To do ▸ Repeat, word for word, each of the records shown below, without their pictures.

Supplied entries ▸
------------

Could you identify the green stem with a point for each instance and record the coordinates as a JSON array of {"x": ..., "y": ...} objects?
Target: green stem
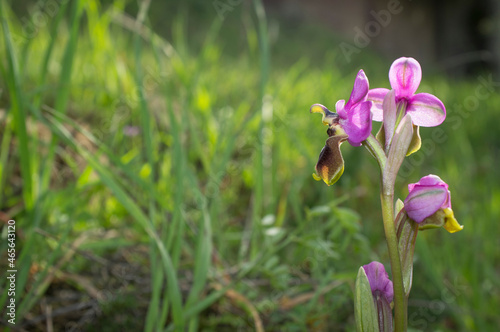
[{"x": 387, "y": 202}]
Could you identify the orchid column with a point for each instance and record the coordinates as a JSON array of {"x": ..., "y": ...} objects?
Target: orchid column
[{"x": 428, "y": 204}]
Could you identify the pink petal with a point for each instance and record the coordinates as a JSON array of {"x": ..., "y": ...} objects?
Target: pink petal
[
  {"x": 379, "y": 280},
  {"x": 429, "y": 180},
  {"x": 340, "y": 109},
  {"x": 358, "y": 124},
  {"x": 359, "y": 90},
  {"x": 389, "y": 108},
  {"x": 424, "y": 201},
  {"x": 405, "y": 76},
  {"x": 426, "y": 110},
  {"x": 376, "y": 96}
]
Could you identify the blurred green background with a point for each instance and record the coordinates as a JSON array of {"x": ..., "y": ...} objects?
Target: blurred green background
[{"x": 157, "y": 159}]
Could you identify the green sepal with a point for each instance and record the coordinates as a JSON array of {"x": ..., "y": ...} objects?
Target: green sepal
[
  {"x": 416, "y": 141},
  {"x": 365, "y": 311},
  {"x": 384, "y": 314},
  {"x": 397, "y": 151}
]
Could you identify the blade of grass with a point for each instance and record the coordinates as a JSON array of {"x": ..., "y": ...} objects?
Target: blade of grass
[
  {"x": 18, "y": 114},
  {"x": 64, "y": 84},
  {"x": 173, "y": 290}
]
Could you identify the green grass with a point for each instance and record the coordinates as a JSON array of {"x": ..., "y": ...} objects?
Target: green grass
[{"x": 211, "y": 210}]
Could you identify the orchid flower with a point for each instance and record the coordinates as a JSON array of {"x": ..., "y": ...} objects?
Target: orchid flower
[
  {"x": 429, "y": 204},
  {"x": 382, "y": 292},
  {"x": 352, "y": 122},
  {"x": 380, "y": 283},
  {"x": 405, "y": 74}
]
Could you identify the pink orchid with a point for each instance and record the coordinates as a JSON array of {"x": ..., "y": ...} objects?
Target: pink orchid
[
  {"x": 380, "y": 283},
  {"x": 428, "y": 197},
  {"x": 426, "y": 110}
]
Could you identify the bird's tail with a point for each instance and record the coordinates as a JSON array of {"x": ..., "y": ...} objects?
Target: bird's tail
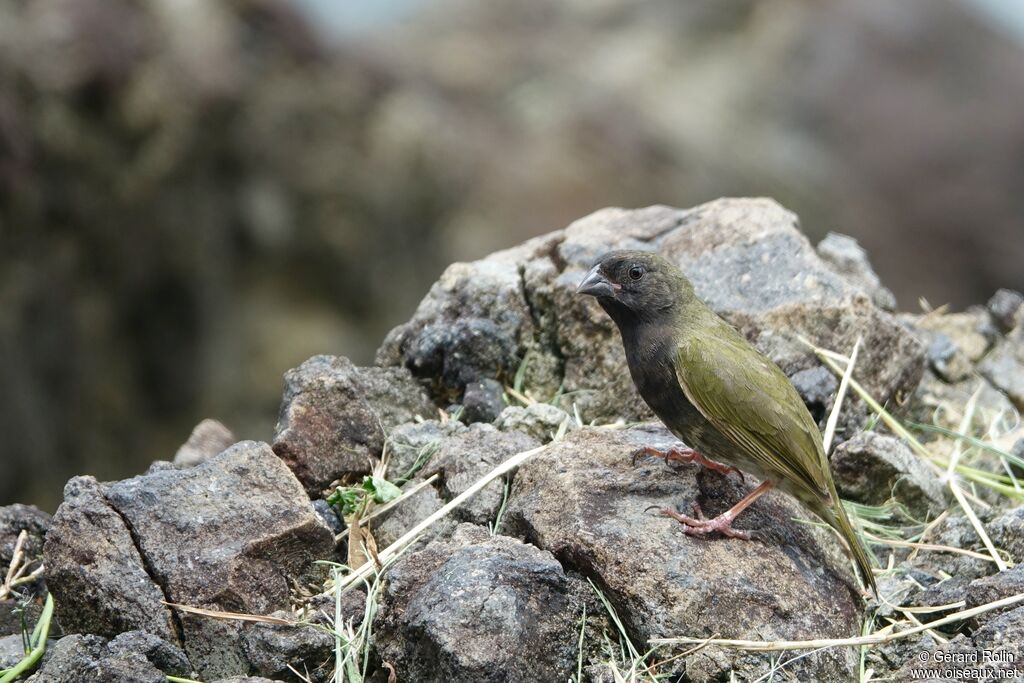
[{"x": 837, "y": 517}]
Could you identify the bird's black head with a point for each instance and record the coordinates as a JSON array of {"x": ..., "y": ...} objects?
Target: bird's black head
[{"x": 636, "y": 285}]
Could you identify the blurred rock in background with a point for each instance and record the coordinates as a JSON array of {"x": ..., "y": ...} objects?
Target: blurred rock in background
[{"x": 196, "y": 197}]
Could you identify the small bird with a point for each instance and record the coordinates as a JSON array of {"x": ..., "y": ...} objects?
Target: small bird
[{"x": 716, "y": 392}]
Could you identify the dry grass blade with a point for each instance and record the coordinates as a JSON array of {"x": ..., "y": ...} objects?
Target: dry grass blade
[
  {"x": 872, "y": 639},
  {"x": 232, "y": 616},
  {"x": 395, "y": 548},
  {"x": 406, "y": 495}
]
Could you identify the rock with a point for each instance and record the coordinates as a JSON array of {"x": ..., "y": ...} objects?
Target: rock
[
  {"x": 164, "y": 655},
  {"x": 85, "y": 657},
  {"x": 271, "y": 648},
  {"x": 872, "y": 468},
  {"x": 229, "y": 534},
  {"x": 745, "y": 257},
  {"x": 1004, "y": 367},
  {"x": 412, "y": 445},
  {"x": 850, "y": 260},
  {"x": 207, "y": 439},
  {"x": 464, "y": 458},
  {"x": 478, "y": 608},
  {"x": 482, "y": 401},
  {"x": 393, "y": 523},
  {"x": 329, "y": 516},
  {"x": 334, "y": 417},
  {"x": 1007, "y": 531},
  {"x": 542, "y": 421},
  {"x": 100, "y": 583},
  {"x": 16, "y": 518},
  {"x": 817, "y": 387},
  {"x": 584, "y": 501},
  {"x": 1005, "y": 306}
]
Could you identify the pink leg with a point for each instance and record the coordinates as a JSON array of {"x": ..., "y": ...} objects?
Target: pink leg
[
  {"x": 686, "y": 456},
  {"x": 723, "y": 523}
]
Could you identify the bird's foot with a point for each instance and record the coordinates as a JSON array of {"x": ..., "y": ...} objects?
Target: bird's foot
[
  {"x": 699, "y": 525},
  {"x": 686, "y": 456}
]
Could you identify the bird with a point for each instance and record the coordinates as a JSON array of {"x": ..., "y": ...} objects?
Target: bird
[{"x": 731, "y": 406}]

------------

Solution below ▸
Could you identify the green stem with a point for each instance and record the coordinates as a JSON array of {"x": ..., "y": ...} objects?
Target: green stem
[{"x": 387, "y": 202}]
Could you identify the orchid column with a point for each instance and record the coordinates as a JSON array of {"x": ..., "y": ...} objects?
Target: orchid column
[{"x": 428, "y": 204}]
Could you identify the pink petal with a point for each instance and record the coordinates as a JSON array of {"x": ..., "y": ...} objects?
Target: pink petal
[
  {"x": 379, "y": 280},
  {"x": 429, "y": 180},
  {"x": 340, "y": 109},
  {"x": 358, "y": 124},
  {"x": 359, "y": 90},
  {"x": 389, "y": 108},
  {"x": 424, "y": 201},
  {"x": 405, "y": 76},
  {"x": 426, "y": 110},
  {"x": 376, "y": 96}
]
Could you identify the blurred green background with a point for each instance and record the coordinates as a JSON array of {"x": ..., "y": ...} objects?
Target: blurred green background
[{"x": 157, "y": 159}]
Could you identify the green sepal with a point for each instance and record the coordinates as a JSON array of {"x": ..., "y": ...} objects?
Target: green sepal
[
  {"x": 416, "y": 141},
  {"x": 365, "y": 311},
  {"x": 384, "y": 314},
  {"x": 397, "y": 151}
]
Could you identify the blade of grass with a point for each instance and record the coordinates as a JSON array of {"x": ..., "y": ...} objects?
Target: blade of grass
[
  {"x": 18, "y": 114},
  {"x": 64, "y": 84},
  {"x": 173, "y": 290}
]
Could you identify the green grass with a point for each instance and record the coordinates as a JSON array of {"x": ..., "y": ...} objects?
Target: green grass
[{"x": 211, "y": 210}]
Could you identify the orchid flower with a point for each instance and record the coordinates as a JSON array of {"x": ..., "y": ...} objects?
Target: orchid flower
[
  {"x": 429, "y": 204},
  {"x": 382, "y": 292},
  {"x": 352, "y": 122},
  {"x": 380, "y": 283},
  {"x": 405, "y": 74}
]
Could you identify the pink orchid with a point for each instance and record the coordinates as a JSON array of {"x": ..., "y": ...} objects?
Target: pink orchid
[
  {"x": 380, "y": 283},
  {"x": 428, "y": 197},
  {"x": 426, "y": 110}
]
Could you identify the bird's tail with a point for each instance and record the coordinates as a JSON array of {"x": ..., "y": ...} objects?
Target: bird's tail
[{"x": 837, "y": 517}]
Could you identify the bird's black head with a point for each instance and record the coordinates as a JSON array of {"x": ..., "y": ...} objects?
Target: bird's black head
[{"x": 636, "y": 285}]
Could you identify the blurred rock in background with a point for each instance and record the coordinates as a JSON array of {"x": ..., "y": ...} objects?
Target: blurred rock in background
[{"x": 196, "y": 197}]
Could you identify the small bird with a point for each instance and record the coordinates as a JSON array of {"x": ..., "y": ...} objects?
Target: small bird
[{"x": 716, "y": 392}]
Could you identify the dry grass blade with a point for each instance and record the coordinates as a JSON array of {"x": ..., "y": ...} objects?
Target: dry grass blade
[
  {"x": 872, "y": 639},
  {"x": 232, "y": 616},
  {"x": 395, "y": 548},
  {"x": 406, "y": 495}
]
Could you identify the rock with a point for each instance and record the coordinates as a JSON array of {"x": ..., "y": ...} objects?
Target: rock
[
  {"x": 164, "y": 655},
  {"x": 85, "y": 657},
  {"x": 271, "y": 648},
  {"x": 872, "y": 468},
  {"x": 229, "y": 534},
  {"x": 745, "y": 257},
  {"x": 1004, "y": 367},
  {"x": 412, "y": 445},
  {"x": 850, "y": 260},
  {"x": 207, "y": 439},
  {"x": 464, "y": 458},
  {"x": 478, "y": 608},
  {"x": 482, "y": 401},
  {"x": 393, "y": 523},
  {"x": 329, "y": 516},
  {"x": 334, "y": 417},
  {"x": 1007, "y": 531},
  {"x": 542, "y": 421},
  {"x": 100, "y": 583},
  {"x": 16, "y": 518},
  {"x": 817, "y": 387},
  {"x": 584, "y": 501},
  {"x": 1005, "y": 306}
]
Could you identify the pink leg with a point for each instance and record the coordinates as a JSON array of {"x": ..., "y": ...} objects?
Target: pink leg
[
  {"x": 686, "y": 456},
  {"x": 723, "y": 523}
]
Could you identify the bird's foot with a point for each instance and record the coordinates as a JSON array of {"x": ..., "y": ...} objects?
Target: bird's foot
[
  {"x": 699, "y": 525},
  {"x": 686, "y": 456}
]
Could you identify the bird with a point for each instance and record the coordinates as a JSON array of {"x": ..., "y": ...} objects?
Target: bird
[{"x": 731, "y": 406}]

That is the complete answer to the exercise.